## Task description
Recast all the rows below as a Markdown table with two columns: Number for each line's position and Text for the line itself. Omit blank lines.

** begin Records supplied **

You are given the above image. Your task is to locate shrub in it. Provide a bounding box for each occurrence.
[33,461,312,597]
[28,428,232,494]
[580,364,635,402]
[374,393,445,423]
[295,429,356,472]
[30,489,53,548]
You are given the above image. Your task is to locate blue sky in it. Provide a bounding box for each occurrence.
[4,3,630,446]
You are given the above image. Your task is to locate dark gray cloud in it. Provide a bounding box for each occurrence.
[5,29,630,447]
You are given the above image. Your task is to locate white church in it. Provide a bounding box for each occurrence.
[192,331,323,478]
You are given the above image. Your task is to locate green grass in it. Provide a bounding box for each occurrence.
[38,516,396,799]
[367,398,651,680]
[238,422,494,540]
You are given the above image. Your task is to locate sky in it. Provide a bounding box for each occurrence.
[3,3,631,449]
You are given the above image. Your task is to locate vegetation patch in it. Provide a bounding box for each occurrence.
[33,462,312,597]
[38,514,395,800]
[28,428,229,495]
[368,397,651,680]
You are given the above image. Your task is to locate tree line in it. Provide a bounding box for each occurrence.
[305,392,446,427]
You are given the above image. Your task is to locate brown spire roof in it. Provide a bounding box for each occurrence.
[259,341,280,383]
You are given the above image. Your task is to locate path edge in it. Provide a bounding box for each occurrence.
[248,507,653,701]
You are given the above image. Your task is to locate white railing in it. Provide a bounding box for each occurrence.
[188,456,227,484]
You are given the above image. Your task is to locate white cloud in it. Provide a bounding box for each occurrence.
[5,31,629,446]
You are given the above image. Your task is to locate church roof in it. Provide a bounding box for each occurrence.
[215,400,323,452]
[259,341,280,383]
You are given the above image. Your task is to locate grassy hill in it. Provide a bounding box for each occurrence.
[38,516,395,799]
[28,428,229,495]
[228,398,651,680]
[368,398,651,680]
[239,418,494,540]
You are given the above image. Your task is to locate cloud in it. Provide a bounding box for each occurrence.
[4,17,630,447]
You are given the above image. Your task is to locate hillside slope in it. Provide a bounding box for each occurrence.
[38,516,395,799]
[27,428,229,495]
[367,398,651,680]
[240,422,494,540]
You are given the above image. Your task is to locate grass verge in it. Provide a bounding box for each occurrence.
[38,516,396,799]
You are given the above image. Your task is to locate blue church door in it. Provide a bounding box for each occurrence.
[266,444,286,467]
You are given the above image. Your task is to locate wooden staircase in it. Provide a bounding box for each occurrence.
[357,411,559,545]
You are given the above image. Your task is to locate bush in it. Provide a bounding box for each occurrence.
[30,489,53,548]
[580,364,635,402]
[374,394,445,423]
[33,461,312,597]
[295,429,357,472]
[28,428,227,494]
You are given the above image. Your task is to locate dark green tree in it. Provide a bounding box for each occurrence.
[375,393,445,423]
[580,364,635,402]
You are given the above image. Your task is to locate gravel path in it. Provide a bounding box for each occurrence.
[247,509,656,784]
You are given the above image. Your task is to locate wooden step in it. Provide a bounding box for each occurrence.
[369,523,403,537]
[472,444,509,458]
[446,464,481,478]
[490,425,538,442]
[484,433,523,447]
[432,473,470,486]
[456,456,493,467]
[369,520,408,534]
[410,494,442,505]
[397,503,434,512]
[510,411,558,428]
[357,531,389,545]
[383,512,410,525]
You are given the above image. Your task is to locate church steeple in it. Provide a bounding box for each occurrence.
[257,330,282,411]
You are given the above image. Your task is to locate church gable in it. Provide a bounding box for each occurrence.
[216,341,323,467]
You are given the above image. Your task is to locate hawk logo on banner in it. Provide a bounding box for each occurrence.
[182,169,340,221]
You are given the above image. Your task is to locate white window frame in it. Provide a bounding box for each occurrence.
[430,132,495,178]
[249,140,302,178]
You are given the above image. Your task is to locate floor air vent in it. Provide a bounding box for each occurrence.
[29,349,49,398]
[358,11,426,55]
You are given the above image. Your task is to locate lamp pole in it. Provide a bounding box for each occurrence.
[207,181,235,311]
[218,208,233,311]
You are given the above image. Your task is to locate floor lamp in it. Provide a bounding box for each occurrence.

** end Records supplied **

## Solution to this exercise
| Number | Text |
|---|---|
| 1 | You are given the above image. Your task is to locate shrub in it. Provide a bounding box for each occurrence. |
| 2 | [33,461,312,597] |
| 3 | [28,428,232,494] |
| 4 | [580,364,635,402] |
| 5 | [374,393,445,423] |
| 6 | [295,429,356,472] |
| 7 | [30,489,53,548] |
| 8 | You are given the above image. Your task is to locate blue sky in it. Provide a bounding box for each occurrence. |
| 9 | [4,3,630,446] |
| 10 | You are given the above image. Your task is to locate dark gray cloud in it. Provide a bounding box for each occurrence. |
| 11 | [5,29,630,447] |
| 12 | You are given the above image. Your task is to locate white church in it. Provide a bounding box for each occurrence. |
| 13 | [192,331,323,478] |
| 14 | You are given the above image. Your task is to locate green grass in it. Provide a bounding box for each occurrence. |
| 15 | [38,516,396,799] |
| 16 | [367,398,651,680] |
| 17 | [238,422,494,540] |
| 18 | You are given the above image. Your task is to locate sky in it. Provide a bounding box for each occurrence. |
| 19 | [3,3,631,449] |
| 20 | You are given the above image. Your task is to locate vegetation patch in it. Provide a bounding box for each occurrence. |
| 21 | [33,462,312,597] |
| 22 | [38,514,395,800] |
| 23 | [28,428,229,495] |
| 24 | [368,397,651,680] |
| 25 | You are given the above image. Your task is to locate tree line in it. Provide a bounding box for each occurrence. |
| 26 | [305,392,446,427] |
| 27 | You are given the above image. Your task is to locate brown spire roof in it. Provide a bounding box for each occurrence. |
| 28 | [259,341,280,383] |
| 29 | You are given the above image. Your task is to locate path edge in it. Provide a bounding box for each occurrence. |
| 30 | [248,507,653,701] |
| 31 | You are given the above image. Your task is to locate white railing in it. Provide a bounding box for each occurrence. |
| 32 | [188,456,227,484] |
| 33 | You are given the above image. Your task is to locate white cloud in it. Provide a bounding box for each occurrence. |
| 34 | [5,31,629,446] |
| 35 | You are given the above image. Your task is to locate church roof in it. Provide a bounding box for each occurrence. |
| 36 | [215,400,323,452] |
| 37 | [259,341,280,383] |
| 38 | You are given the above image. Your task is to locate grassy hill in it. Provide a bounding box for each occurrence. |
| 39 | [38,516,395,799] |
| 40 | [28,428,229,495] |
| 41 | [228,398,651,680] |
| 42 | [368,398,651,680] |
| 43 | [239,418,494,540] |
| 44 | You are given the above image. Your task is to locate cloud in it. Provide a bounding box for each occurrence. |
| 45 | [4,17,630,447] |
| 46 | You are given the above image. Your task is to locate hillside slope in it. Provide a bounding box for each occurrence. |
| 47 | [38,516,395,799] |
| 48 | [27,428,229,495] |
| 49 | [367,398,651,680] |
| 50 | [240,422,494,540] |
| 51 | You are given the above image. Your task is to locate grass verge in it. Provide a bounding box for each occurrence. |
| 52 | [38,516,396,799] |
| 53 | You are given the above image. Your task is to locate blue church door in it. Provide a bounding box for each occurrence. |
| 54 | [266,444,286,467] |
| 55 | You are given the above image. Your task is to locate wooden staircase in it. Provide a bounding box for each occurrence. |
| 56 | [357,411,559,545] |
| 57 | You are given the above image. Your task is to locate bush in it. Provide a bounding box for each occurrence. |
| 58 | [30,489,53,548] |
| 59 | [580,364,635,402] |
| 60 | [374,394,445,423] |
| 61 | [33,461,312,597] |
| 62 | [295,429,357,472] |
| 63 | [28,428,227,494] |
| 64 | You are given the above image. Your task is to locate dark green tree in it. Provide a bounding box for each occurrence. |
| 65 | [375,393,445,423] |
| 66 | [580,364,635,402] |
| 67 | You are given the above image. Your task is to locate gravel path in it. Provide a bounding box for each occurrence. |
| 68 | [247,509,656,784] |
| 69 | You are given the above image. Your task is to locate wooden step in it. Provide a bounding box for each occurrence. |
| 70 | [369,523,403,537] |
| 71 | [472,444,509,458] |
| 72 | [446,464,481,478] |
| 73 | [490,425,538,442] |
| 74 | [484,433,523,447] |
| 75 | [432,473,470,486] |
| 76 | [456,456,493,467] |
| 77 | [369,520,408,534] |
| 78 | [410,494,442,505] |
| 79 | [397,503,434,512] |
| 80 | [510,411,558,428] |
| 81 | [357,531,389,545] |
| 82 | [383,512,410,525] |
| 83 | You are given the above image. Your task is to locate church steeple in it. Provide a bounding box for each occurrence. |
| 84 | [257,330,282,411] |
| 85 | You are given the above image. Your task is to locate church gable in it. Provide a bounding box for each occurrence. |
| 86 | [216,341,323,467] |
| 87 | You are given the above image. Your task is to locate hawk logo on banner in it. Provide a bounding box for each occurrence. |
| 88 | [182,169,340,221] |
| 89 | You are given the above image. Your task is to locate white window frame in it. Provide a bounding box for each occurrence. |
| 90 | [430,132,495,178] |
| 91 | [249,140,302,178] |
| 92 | You are given the above image. Your task is to locate floor air vent in it. Provide a bounding box for each occurrence. |
| 93 | [29,349,49,398] |
| 94 | [358,11,426,55] |
| 95 | You are given the above image. Your task is to locate lamp pole in it. Provide a bounding box for each occurrence. |
| 96 | [207,181,235,311] |
| 97 | [218,208,233,311] |
| 98 | You are given the above image. Your task is to locate floor lamp in it. Provide a bounding box for each occurrence. |